» **WHAT THE TASK ASKS**
Collect every line below that contains the string "polygon", and copy each one in full.

:: DATA LISTING

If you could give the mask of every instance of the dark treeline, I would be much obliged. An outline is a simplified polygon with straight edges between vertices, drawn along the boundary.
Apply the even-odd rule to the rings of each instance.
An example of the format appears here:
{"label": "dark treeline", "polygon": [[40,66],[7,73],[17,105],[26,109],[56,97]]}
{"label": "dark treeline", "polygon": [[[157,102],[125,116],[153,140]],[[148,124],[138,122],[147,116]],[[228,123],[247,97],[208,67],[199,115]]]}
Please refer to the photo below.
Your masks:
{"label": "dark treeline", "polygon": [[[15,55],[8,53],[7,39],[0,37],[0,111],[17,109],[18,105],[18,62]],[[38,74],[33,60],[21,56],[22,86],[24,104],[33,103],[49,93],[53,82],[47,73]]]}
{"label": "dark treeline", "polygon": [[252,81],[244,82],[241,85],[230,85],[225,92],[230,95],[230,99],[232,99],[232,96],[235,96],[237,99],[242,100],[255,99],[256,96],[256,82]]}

::::

» **REPLY TO THE EXERCISE**
If you could give the mask of every instance of the dark treeline, I would be much obliged. An outline is a simplified polygon with straight edges between vertices, drawn along the boundary.
{"label": "dark treeline", "polygon": [[40,66],[7,73],[17,105],[26,109],[56,97]]}
{"label": "dark treeline", "polygon": [[[157,102],[125,116],[153,140]],[[148,124],[138,122],[147,116]],[[228,123],[247,97],[208,67],[199,115]]]}
{"label": "dark treeline", "polygon": [[[15,55],[8,53],[7,39],[0,37],[0,111],[17,109],[18,105],[18,62]],[[38,74],[33,60],[21,56],[22,86],[24,104],[33,103],[49,93],[53,82],[47,73]]]}
{"label": "dark treeline", "polygon": [[252,81],[244,82],[241,85],[230,85],[225,92],[230,95],[230,99],[232,99],[232,96],[235,96],[237,99],[242,100],[255,99],[256,96],[256,82]]}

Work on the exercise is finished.